§ **Text shown**:

Though they could have handled horizontal progression better than simply rendering all 1-60 content irrelevant the moment TBC opened up and continuing that pattern with each expansion(and now pretty much each patch).

I never said that TBC’s implementation was a good thing. I’m just saying with expansions, the new must take over the old.

So you mean I’d have an entire ~13 years of MMO to play instead of 2 months of content before I run out stuff to do?

So you mean expansions would ““EXPAND”” the game instead of resetting it?

Imagine if Diablo 3 reaper of souls made it every act useless except the new act, and you only had 1 act of content to do. How exciting would that be?

Nope, this is inaccurate, wrong, and something you believe due to it being the norm(Sorry I edited this to not sound so rude)due to every modern MMO dev copying this except GW2(pretty sure). FFXI released COP, ToAU and WOTG without raising the level cap or invalidating ANY gear. It added TONS of content, added expansions, added tons of end game, and you still had a reason to do every other old expansion(even the vanilla games end game content that was level 50 in a level 75 cap game!)

§ **Written task a**: Replace "MMO" with "online game" in the MMO expansion comments, and write out the passage from "I never said" up to and including "stuff to do?".
The text and the rows come from unrelated sources.

[Point annotations for photos]
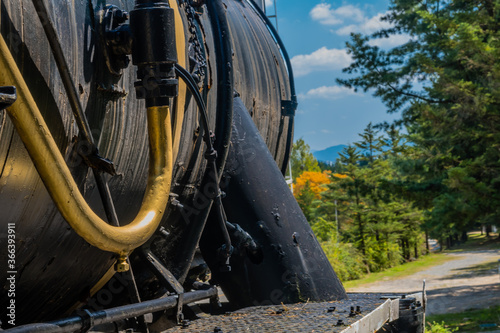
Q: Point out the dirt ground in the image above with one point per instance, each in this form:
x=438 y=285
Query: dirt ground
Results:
x=470 y=281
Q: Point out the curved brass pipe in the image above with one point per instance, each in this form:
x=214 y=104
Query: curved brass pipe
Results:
x=60 y=184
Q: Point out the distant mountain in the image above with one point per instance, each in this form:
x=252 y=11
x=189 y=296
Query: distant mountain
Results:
x=329 y=154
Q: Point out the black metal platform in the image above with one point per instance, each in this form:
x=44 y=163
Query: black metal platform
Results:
x=303 y=317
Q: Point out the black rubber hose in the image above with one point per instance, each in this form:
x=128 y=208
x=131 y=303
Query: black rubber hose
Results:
x=191 y=85
x=225 y=82
x=114 y=314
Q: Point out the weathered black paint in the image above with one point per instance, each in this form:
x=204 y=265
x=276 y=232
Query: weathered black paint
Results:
x=294 y=268
x=56 y=268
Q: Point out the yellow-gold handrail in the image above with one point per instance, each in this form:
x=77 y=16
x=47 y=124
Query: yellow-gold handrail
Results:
x=60 y=184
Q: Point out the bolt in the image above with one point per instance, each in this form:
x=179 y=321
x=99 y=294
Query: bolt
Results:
x=352 y=313
x=122 y=264
x=120 y=16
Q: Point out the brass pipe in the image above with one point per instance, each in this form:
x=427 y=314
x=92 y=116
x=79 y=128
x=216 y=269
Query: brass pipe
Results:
x=60 y=184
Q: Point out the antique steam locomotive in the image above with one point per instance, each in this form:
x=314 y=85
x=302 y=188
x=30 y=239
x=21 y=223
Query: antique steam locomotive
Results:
x=142 y=150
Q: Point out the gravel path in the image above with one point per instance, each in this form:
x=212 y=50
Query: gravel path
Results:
x=465 y=282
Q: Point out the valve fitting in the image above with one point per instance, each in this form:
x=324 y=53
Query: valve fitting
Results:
x=154 y=51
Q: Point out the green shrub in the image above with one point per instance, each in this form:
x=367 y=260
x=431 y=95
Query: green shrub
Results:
x=438 y=328
x=345 y=259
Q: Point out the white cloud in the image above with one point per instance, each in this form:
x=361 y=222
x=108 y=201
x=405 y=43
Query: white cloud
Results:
x=320 y=60
x=328 y=92
x=392 y=41
x=328 y=16
x=368 y=26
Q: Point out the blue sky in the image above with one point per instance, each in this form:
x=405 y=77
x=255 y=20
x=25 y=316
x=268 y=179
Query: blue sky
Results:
x=315 y=33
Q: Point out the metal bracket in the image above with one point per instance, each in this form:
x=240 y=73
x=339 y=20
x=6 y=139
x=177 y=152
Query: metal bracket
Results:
x=116 y=37
x=87 y=320
x=180 y=315
x=8 y=96
x=161 y=272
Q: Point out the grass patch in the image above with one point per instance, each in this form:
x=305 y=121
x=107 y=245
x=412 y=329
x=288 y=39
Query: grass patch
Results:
x=477 y=241
x=400 y=271
x=470 y=321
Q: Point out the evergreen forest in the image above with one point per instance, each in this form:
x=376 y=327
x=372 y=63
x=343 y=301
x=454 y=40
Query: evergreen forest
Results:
x=433 y=173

§ **Written task b**: Render the rows from the line with "Q: Point out the black metal" up to and including the line with "x=114 y=314" as a JSON list of strings, one string per line, skipping blank lines.

§ **Final answer a**:
I never said that TBC’s implementation was a good thing. I’m just saying with expansions, the new must take over the old.

So you mean I’d have an entire ~13 years of online game to play instead of 2 months of content before I run out stuff to do?

§ **Final answer b**:
[
  "Q: Point out the black metal platform in the image above with one point per instance, each in this form:",
  "x=44 y=163",
  "Query: black metal platform",
  "Results:",
  "x=303 y=317",
  "Q: Point out the black rubber hose in the image above with one point per instance, each in this form:",
  "x=128 y=208",
  "x=131 y=303",
  "Query: black rubber hose",
  "Results:",
  "x=191 y=85",
  "x=225 y=82",
  "x=114 y=314"
]